*** Opening of MATERIAL FOR THIS EXERCISE ***

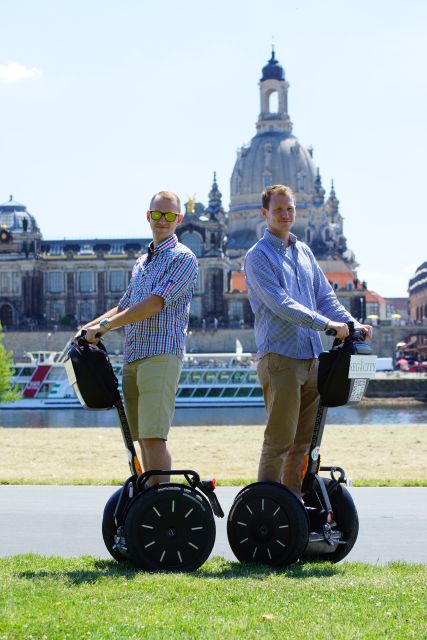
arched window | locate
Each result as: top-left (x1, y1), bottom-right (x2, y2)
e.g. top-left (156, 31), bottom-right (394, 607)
top-left (0, 303), bottom-right (13, 327)
top-left (268, 90), bottom-right (279, 113)
top-left (182, 232), bottom-right (202, 257)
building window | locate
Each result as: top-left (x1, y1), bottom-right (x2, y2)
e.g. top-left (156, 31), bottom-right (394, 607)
top-left (194, 270), bottom-right (203, 294)
top-left (78, 271), bottom-right (95, 293)
top-left (109, 270), bottom-right (125, 292)
top-left (228, 300), bottom-right (244, 322)
top-left (0, 272), bottom-right (11, 294)
top-left (12, 273), bottom-right (21, 294)
top-left (182, 232), bottom-right (202, 257)
top-left (79, 301), bottom-right (93, 322)
top-left (80, 244), bottom-right (94, 255)
top-left (111, 244), bottom-right (124, 254)
top-left (50, 245), bottom-right (63, 256)
top-left (346, 282), bottom-right (353, 291)
top-left (48, 271), bottom-right (64, 293)
top-left (190, 298), bottom-right (202, 319)
top-left (0, 213), bottom-right (14, 227)
top-left (50, 302), bottom-right (64, 321)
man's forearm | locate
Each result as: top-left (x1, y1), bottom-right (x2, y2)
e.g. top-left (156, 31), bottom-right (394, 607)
top-left (106, 295), bottom-right (164, 330)
top-left (82, 306), bottom-right (120, 329)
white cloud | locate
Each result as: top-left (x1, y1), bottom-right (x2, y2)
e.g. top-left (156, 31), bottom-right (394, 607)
top-left (0, 61), bottom-right (43, 83)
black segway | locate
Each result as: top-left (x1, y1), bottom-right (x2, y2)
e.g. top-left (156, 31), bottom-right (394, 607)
top-left (227, 322), bottom-right (376, 567)
top-left (66, 334), bottom-right (224, 571)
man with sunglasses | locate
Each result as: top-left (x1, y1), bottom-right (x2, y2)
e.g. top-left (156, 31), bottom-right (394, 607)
top-left (82, 191), bottom-right (198, 485)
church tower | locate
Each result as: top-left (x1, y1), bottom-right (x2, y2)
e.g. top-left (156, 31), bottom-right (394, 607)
top-left (228, 48), bottom-right (355, 270)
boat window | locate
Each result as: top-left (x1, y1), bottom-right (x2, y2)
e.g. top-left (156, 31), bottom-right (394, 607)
top-left (250, 388), bottom-right (263, 397)
top-left (179, 372), bottom-right (189, 384)
top-left (207, 388), bottom-right (222, 397)
top-left (247, 371), bottom-right (258, 383)
top-left (222, 388), bottom-right (237, 397)
top-left (218, 371), bottom-right (233, 383)
top-left (231, 371), bottom-right (246, 383)
top-left (203, 371), bottom-right (218, 384)
top-left (236, 388), bottom-right (251, 397)
top-left (189, 371), bottom-right (203, 384)
top-left (21, 367), bottom-right (35, 377)
top-left (193, 388), bottom-right (208, 397)
top-left (37, 383), bottom-right (50, 397)
top-left (177, 388), bottom-right (193, 397)
top-left (46, 368), bottom-right (66, 380)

*** Close of MATERIAL FOR THIS EXERCISE ***

*TASK ITEM*: Could you please repeat the entries above exactly, with every picture left out?

*SOLUTION FOR THIS TASK*:
arched window | locate
Each result as: top-left (x1, y1), bottom-right (x2, y2)
e.g. top-left (156, 31), bottom-right (394, 607)
top-left (0, 303), bottom-right (13, 327)
top-left (268, 90), bottom-right (279, 113)
top-left (182, 232), bottom-right (202, 257)
building window | locate
Each result as: top-left (x1, y1), bottom-right (x2, y2)
e.g. top-left (156, 31), bottom-right (394, 607)
top-left (194, 270), bottom-right (203, 294)
top-left (78, 271), bottom-right (95, 293)
top-left (109, 270), bottom-right (125, 292)
top-left (228, 300), bottom-right (244, 322)
top-left (0, 272), bottom-right (11, 294)
top-left (12, 273), bottom-right (21, 294)
top-left (182, 232), bottom-right (202, 257)
top-left (79, 301), bottom-right (93, 322)
top-left (80, 244), bottom-right (94, 255)
top-left (111, 244), bottom-right (124, 254)
top-left (50, 245), bottom-right (63, 256)
top-left (346, 282), bottom-right (353, 291)
top-left (48, 271), bottom-right (64, 293)
top-left (190, 298), bottom-right (202, 319)
top-left (0, 213), bottom-right (14, 227)
top-left (50, 302), bottom-right (64, 321)
man's forearm | locate
Each result as: top-left (x1, y1), bottom-right (x2, y2)
e.g. top-left (156, 31), bottom-right (394, 607)
top-left (106, 295), bottom-right (164, 330)
top-left (82, 306), bottom-right (120, 329)
white cloud | locate
Each result as: top-left (x1, y1), bottom-right (x2, y2)
e.g. top-left (156, 31), bottom-right (394, 607)
top-left (0, 61), bottom-right (43, 83)
black segway | locate
Each result as: top-left (x1, y1), bottom-right (x2, y2)
e.g. top-left (156, 31), bottom-right (394, 607)
top-left (227, 322), bottom-right (376, 567)
top-left (66, 334), bottom-right (224, 571)
man with sunglasses | locate
Each result as: top-left (x1, y1), bottom-right (x2, y2)
e.g. top-left (156, 31), bottom-right (394, 607)
top-left (82, 191), bottom-right (198, 485)
church tower | locate
Each result as: top-left (x1, y1), bottom-right (x2, y2)
e.g. top-left (156, 31), bottom-right (394, 607)
top-left (228, 48), bottom-right (355, 270)
boat window | locate
Each result as: top-left (x1, y1), bottom-right (x2, y2)
e.g. top-left (156, 31), bottom-right (394, 607)
top-left (250, 388), bottom-right (263, 397)
top-left (179, 372), bottom-right (189, 384)
top-left (207, 388), bottom-right (222, 397)
top-left (247, 371), bottom-right (258, 383)
top-left (222, 388), bottom-right (237, 397)
top-left (218, 371), bottom-right (233, 383)
top-left (231, 371), bottom-right (246, 383)
top-left (203, 371), bottom-right (218, 384)
top-left (236, 388), bottom-right (251, 397)
top-left (189, 371), bottom-right (203, 384)
top-left (21, 367), bottom-right (35, 377)
top-left (193, 388), bottom-right (208, 397)
top-left (37, 383), bottom-right (50, 397)
top-left (177, 388), bottom-right (193, 397)
top-left (46, 368), bottom-right (66, 380)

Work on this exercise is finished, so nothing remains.